#### [Exercise objective]
List every line in the items below that contains the word "shorts", matching case exactly.

#### [Records for this task]

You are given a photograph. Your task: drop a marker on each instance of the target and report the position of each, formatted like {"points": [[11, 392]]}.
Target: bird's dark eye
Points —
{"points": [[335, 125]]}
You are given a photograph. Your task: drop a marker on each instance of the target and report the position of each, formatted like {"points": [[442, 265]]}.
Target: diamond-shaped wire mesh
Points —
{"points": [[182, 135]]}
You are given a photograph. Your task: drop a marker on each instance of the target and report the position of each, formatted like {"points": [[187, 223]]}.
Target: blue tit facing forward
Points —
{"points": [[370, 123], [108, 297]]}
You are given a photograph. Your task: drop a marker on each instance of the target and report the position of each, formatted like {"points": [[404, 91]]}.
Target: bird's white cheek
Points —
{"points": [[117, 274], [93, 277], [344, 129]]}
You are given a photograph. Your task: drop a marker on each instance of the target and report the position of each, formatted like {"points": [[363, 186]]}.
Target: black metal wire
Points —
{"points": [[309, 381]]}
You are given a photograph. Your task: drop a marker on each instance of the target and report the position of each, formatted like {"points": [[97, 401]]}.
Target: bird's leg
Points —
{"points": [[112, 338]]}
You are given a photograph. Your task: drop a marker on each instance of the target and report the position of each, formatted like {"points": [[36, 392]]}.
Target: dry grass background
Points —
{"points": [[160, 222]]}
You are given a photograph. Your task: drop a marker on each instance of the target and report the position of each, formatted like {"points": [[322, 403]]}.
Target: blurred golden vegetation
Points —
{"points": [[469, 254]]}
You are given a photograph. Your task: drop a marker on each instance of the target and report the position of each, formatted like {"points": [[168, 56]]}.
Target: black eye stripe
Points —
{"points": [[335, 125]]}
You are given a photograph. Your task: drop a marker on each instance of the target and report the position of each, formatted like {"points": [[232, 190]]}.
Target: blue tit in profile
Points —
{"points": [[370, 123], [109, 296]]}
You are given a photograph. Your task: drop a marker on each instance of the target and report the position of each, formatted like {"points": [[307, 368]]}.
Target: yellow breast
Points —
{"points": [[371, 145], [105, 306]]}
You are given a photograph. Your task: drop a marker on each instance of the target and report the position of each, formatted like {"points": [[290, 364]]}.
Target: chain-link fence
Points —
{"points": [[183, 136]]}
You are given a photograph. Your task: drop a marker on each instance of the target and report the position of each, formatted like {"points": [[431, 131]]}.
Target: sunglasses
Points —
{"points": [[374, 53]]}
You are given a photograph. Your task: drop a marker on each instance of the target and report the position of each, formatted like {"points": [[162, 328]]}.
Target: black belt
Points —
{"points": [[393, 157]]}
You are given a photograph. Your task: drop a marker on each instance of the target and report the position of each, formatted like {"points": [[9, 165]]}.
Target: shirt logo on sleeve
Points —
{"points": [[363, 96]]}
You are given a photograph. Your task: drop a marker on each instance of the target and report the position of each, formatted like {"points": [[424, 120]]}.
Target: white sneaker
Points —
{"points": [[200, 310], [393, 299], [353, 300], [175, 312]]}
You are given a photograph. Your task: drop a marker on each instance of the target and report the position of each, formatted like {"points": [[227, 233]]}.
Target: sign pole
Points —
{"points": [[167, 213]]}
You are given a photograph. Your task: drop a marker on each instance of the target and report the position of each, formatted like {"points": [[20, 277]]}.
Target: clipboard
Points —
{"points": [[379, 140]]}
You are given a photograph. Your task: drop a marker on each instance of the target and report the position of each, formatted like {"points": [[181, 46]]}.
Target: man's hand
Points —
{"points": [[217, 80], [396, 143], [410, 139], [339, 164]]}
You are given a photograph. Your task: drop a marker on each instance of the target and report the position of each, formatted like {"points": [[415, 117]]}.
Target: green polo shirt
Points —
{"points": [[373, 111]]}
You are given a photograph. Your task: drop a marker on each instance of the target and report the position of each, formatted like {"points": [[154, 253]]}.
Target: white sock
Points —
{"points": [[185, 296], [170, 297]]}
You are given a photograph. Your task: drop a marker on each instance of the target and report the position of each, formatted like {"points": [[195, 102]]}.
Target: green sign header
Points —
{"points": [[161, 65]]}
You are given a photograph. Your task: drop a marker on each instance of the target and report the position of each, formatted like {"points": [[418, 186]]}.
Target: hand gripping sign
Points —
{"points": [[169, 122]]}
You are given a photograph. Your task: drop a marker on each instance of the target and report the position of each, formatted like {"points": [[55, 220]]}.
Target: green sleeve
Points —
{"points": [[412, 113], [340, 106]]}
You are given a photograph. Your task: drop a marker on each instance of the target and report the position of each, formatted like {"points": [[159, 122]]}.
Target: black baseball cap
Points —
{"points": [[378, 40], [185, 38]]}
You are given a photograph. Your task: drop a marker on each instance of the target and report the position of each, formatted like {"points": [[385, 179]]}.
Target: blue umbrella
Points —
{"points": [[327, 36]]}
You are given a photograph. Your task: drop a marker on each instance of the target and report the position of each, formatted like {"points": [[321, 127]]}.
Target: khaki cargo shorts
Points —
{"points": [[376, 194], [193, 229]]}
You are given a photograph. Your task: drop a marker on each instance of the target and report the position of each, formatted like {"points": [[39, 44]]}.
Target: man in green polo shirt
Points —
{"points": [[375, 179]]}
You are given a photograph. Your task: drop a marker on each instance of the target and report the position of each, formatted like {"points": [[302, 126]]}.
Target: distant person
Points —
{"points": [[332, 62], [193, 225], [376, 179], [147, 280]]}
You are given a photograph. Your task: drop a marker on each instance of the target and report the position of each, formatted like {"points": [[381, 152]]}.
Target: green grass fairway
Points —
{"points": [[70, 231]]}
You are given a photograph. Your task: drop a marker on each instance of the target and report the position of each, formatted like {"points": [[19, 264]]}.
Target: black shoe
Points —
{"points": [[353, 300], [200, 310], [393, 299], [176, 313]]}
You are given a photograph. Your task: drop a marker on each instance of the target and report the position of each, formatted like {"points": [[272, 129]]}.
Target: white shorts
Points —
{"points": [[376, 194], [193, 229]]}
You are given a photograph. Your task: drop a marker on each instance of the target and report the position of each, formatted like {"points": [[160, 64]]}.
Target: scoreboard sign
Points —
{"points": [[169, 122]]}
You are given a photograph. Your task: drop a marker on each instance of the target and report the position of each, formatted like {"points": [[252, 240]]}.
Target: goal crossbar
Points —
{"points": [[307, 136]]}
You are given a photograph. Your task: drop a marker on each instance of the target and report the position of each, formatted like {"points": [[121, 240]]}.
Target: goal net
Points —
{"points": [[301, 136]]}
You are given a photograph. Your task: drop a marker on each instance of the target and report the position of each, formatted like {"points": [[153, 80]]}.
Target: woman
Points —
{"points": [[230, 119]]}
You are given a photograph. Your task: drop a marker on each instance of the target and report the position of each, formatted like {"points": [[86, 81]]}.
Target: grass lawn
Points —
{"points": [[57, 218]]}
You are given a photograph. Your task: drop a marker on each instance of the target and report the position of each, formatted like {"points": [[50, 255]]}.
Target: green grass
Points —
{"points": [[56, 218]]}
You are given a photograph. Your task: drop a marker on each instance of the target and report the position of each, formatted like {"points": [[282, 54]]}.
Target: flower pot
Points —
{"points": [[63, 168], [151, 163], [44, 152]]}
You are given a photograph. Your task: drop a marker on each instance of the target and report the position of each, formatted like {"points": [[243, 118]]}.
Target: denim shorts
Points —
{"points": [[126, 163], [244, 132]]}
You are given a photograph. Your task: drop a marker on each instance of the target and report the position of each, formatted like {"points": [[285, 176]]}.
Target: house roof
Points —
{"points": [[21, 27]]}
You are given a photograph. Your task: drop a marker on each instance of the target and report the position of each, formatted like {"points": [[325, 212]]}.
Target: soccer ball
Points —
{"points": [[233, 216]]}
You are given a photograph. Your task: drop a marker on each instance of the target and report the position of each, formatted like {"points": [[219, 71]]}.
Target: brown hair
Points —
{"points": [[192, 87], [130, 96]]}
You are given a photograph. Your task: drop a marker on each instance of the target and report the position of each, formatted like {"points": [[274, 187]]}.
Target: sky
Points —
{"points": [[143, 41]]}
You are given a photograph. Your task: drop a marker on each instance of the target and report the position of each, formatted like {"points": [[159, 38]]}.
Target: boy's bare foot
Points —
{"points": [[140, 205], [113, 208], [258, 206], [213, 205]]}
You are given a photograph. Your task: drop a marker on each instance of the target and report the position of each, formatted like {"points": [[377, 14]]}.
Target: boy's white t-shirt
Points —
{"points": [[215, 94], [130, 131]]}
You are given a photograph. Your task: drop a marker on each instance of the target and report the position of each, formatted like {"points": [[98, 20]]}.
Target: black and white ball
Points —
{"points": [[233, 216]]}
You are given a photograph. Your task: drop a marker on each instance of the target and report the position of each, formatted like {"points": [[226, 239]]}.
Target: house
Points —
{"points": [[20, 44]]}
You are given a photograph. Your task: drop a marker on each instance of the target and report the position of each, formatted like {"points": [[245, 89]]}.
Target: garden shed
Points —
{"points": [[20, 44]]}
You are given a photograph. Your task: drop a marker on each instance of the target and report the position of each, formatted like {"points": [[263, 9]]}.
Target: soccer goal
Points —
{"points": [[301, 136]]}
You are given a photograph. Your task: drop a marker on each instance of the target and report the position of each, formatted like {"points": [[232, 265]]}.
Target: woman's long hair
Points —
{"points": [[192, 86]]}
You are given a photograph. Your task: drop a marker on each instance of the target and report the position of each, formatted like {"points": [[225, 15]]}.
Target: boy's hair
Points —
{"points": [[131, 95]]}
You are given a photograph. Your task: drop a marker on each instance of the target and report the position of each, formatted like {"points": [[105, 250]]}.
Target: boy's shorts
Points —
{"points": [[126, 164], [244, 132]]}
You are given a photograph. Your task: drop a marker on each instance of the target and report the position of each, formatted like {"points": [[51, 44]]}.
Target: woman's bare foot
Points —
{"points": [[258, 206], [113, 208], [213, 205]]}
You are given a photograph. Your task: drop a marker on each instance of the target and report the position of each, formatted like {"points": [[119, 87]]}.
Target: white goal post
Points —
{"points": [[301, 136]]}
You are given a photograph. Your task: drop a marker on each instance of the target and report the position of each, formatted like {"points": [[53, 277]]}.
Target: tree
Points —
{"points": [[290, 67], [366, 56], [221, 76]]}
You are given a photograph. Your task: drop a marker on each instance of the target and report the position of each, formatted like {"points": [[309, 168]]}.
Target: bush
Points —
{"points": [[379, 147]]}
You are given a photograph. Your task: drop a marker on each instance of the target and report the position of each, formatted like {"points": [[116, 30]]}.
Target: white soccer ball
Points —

#### [Reply]
Target: khaki cargo shorts
Target: white shorts
Target: denim shorts
Target: boy's shorts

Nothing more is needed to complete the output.